▶ _READING PASSAGE_:
☆ ☆ ☆ ☆ ☆ ☆ ☆

Gilbert Hilton, whose ‘Badillac’ car turned heads across Philly, has died
He power drilled hundreds of items from Goodwill onto his car and became a fixture on the streets of Philadelphia.
Although he tried to play it cool, Gilbert Hilton loved the attention he received whenever he’d drive around Philly in his “Badillac,” a 2004 Cadillac SRX he decorated with hundreds of household items, from candelabras to curtain rods.
His wife, however, was not a fan.
“Oh, I hated that car,” Evonne Hilton said. “When people would be taking pictures, I’d be putting my head down.”
But there is one memory of her husband’s unusual automobile that always makes Evonne smile.
“One day his granddaughter walked out of the house and he was out there washing his car,” she said. “His granddaughter said, ‘What are you doing, Pop-Pop? Washing your dishes?’ and I fell over laughing because that’s what he had on his car.”
On Sunday, Mr. Hilton, a true Philadelphia character who added to the character of this city, died in his sleep at his North Philly home. He was 77.
Mr. Hilton, whom The Inquirer profiled in 2019 as part of its We the People series, about the people who make Philly extraordinary, was born in Philadelphia. When asked what section he grew up in, he said, “All of them.”
As a kid, he’d sit on a stoop in West Philly with his cousin, looking out at cars and imagining the “pimpmobiles” they might get one day.
“I always liked them pimp cars,” he said. “I used to admire the players when they used to come up to the clubs in their Cadillacs and convertibles with the fur on the seats, you know?”

☆ ☆ ☆ ☆ ☆ ☆ ☆

▶ _SET PROBLEM 1_: Count the lines of the rows below that contain the string "ground", treating case as significant, and reply with the number alone.

Point-based annotation data
☆ ☆ ☆ ☆ ☆ ☆ ☆

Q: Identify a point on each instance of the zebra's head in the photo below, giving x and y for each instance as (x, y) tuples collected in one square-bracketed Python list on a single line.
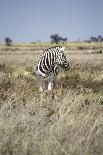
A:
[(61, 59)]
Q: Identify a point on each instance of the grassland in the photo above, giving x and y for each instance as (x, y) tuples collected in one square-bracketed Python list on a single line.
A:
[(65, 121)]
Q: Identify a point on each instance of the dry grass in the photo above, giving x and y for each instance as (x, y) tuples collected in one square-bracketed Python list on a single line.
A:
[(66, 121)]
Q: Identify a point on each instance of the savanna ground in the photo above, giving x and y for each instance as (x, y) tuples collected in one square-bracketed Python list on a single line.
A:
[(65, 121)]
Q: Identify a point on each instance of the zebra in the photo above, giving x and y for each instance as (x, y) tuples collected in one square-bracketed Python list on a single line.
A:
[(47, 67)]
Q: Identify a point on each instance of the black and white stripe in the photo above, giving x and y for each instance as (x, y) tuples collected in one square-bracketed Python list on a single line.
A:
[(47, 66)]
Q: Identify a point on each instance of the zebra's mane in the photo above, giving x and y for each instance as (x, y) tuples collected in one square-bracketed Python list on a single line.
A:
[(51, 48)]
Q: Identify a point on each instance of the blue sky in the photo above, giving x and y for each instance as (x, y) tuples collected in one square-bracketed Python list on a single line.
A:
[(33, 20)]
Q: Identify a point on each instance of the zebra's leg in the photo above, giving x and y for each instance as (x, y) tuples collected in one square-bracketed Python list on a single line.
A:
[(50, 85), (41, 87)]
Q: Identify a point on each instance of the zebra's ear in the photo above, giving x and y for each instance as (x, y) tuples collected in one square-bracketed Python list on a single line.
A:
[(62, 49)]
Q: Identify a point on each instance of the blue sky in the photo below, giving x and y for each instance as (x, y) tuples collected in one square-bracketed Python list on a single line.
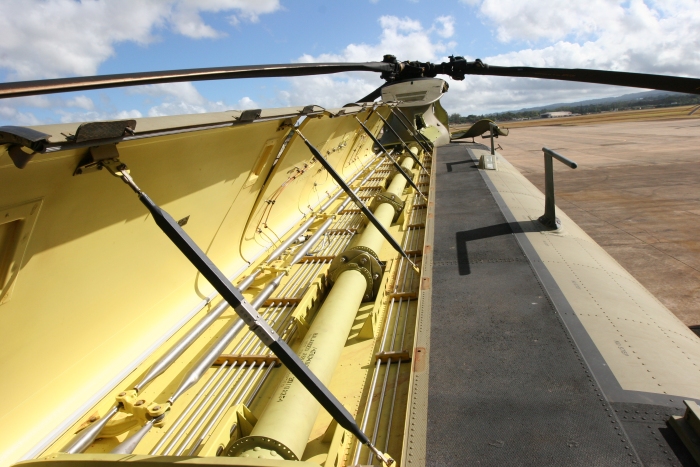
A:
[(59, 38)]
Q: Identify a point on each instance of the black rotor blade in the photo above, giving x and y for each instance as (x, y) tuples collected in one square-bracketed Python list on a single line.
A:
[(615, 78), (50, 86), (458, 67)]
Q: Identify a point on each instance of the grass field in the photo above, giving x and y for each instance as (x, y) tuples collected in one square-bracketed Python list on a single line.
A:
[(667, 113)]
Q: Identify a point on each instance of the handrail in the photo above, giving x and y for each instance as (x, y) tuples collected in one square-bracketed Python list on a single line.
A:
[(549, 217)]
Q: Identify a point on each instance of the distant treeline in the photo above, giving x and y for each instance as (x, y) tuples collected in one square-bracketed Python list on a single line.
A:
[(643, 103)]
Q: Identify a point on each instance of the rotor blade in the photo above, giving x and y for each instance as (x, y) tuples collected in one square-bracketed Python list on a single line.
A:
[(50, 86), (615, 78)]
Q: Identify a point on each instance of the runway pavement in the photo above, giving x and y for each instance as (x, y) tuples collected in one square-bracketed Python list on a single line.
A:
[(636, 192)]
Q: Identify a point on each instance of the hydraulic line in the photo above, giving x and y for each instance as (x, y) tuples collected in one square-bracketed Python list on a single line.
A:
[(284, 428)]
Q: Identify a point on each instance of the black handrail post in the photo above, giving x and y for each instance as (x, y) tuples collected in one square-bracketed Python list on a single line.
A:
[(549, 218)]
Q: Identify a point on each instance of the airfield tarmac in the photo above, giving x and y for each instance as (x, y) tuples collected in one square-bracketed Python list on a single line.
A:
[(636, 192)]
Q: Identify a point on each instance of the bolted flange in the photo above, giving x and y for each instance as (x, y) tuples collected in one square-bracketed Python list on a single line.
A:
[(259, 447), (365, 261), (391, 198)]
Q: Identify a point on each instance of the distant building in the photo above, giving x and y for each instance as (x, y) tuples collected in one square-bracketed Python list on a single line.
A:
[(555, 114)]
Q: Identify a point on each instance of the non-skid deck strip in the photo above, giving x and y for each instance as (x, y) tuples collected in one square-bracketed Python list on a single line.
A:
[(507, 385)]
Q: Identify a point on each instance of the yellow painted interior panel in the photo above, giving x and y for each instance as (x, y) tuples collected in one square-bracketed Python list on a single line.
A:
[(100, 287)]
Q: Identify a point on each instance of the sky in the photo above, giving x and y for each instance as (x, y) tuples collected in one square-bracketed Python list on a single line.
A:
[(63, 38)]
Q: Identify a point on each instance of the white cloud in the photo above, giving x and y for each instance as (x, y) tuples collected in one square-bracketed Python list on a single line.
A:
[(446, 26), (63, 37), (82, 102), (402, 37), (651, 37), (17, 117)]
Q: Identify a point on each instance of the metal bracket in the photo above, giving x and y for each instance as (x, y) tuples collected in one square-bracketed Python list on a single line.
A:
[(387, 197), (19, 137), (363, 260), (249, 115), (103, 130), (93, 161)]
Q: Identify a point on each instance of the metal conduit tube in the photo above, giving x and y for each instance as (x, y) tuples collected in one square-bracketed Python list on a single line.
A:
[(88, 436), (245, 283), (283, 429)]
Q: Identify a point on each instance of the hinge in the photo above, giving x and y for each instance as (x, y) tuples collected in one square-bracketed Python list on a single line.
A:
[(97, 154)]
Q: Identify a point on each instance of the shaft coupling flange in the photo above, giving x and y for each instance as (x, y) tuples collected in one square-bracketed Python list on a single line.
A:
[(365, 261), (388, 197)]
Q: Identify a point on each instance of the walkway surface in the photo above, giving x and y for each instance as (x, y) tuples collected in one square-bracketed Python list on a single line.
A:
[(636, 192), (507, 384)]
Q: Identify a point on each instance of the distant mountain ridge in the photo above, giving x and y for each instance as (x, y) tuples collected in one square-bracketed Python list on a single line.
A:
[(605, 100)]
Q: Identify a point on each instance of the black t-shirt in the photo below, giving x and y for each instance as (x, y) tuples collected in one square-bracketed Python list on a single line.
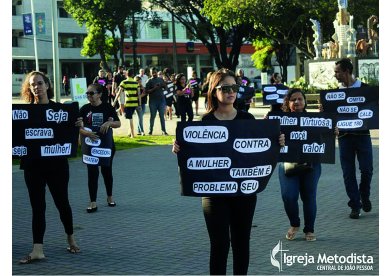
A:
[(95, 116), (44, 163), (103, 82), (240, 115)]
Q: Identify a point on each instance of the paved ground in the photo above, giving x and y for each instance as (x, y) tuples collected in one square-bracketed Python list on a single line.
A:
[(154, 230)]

☆ ☆ ☆ ☆ ☆ ☆ ☆

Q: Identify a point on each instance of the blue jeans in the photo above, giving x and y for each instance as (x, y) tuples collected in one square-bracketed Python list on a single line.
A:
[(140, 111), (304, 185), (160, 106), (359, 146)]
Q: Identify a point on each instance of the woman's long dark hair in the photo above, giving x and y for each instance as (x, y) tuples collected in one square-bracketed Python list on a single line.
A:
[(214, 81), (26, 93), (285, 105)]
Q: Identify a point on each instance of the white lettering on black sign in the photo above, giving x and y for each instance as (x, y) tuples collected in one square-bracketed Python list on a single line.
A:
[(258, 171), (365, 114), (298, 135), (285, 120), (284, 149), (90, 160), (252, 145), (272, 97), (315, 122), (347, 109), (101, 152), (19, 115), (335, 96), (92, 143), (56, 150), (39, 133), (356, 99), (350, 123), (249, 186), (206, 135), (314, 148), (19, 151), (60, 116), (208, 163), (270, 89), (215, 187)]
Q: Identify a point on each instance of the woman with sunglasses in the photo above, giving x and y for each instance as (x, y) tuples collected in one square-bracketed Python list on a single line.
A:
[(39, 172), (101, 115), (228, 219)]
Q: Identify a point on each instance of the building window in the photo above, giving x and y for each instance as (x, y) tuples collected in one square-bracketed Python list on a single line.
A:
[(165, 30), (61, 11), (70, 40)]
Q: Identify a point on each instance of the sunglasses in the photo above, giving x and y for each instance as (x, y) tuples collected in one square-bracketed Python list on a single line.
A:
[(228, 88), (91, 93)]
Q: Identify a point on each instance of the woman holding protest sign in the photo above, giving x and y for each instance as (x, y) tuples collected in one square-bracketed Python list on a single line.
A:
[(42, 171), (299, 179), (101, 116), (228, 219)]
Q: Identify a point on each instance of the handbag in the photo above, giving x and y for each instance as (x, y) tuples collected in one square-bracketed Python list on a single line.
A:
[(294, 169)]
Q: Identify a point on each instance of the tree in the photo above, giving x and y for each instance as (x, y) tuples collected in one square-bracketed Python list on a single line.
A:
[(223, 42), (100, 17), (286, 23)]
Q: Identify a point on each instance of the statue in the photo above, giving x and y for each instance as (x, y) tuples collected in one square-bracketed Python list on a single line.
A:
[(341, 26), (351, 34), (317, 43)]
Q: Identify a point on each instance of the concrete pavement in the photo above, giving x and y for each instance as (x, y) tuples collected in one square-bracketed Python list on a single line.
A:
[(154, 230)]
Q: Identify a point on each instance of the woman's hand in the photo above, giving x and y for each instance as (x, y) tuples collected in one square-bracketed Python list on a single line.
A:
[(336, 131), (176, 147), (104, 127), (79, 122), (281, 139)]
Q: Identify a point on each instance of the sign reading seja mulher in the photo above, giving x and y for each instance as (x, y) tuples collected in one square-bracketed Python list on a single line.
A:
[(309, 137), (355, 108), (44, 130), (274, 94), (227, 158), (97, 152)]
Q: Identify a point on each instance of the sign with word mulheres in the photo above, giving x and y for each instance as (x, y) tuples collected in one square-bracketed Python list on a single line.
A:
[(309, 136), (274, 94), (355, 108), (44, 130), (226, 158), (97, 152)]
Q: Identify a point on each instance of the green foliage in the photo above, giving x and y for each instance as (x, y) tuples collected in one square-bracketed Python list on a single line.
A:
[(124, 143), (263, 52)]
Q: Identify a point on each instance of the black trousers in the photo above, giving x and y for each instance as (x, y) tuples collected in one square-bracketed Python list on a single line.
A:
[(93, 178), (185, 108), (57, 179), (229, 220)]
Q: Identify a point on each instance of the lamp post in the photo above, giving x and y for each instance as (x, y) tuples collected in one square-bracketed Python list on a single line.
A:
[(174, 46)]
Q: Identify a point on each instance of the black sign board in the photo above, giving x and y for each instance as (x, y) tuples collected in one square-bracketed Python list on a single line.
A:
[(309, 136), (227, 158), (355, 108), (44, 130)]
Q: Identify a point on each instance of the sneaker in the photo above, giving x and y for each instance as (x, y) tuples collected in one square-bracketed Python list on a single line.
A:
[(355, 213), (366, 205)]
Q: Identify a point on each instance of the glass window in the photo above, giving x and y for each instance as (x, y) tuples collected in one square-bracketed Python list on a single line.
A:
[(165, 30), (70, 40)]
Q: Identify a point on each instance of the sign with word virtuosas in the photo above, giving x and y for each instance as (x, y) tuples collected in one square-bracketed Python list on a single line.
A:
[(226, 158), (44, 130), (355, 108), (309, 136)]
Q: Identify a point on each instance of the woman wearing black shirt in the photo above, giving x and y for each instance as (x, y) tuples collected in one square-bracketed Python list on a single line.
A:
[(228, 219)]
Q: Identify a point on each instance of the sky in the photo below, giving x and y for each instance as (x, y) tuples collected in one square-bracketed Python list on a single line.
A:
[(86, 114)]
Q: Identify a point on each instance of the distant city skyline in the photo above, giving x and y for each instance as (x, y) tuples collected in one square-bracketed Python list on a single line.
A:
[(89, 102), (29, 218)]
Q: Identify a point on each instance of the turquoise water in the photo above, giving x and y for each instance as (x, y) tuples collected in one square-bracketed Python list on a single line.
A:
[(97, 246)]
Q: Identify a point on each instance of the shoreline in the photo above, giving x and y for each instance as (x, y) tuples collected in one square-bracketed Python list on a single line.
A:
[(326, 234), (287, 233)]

☆ ☆ ☆ ☆ ☆ ☆ ☆

▶ _SET PROBLEM 2_: Duplicate the stretch of the Badillac obituary from "His wife, however, was" through "home. He was 77.".

▶ _WRITTEN ANSWER 1_: 2

▶ _WRITTEN ANSWER 2_:
His wife, however, was not a fan.
“Oh, I hated that car,” Evonne Hilton said. “When people would be taking pictures, I’d be putting my head down.”
But there is one memory of her husband’s unusual automobile that always makes Evonne smile.
“One day his granddaughter walked out of the house and he was out there washing his car,” she said. “His granddaughter said, ‘What are you doing, Pop-Pop? Washing your dishes?’ and I fell over laughing because that’s what he had on his car.”
On Sunday, Mr. Hilton, a true Philadelphia character who added to the character of this city, died in his sleep at his North Philly home. He was 77.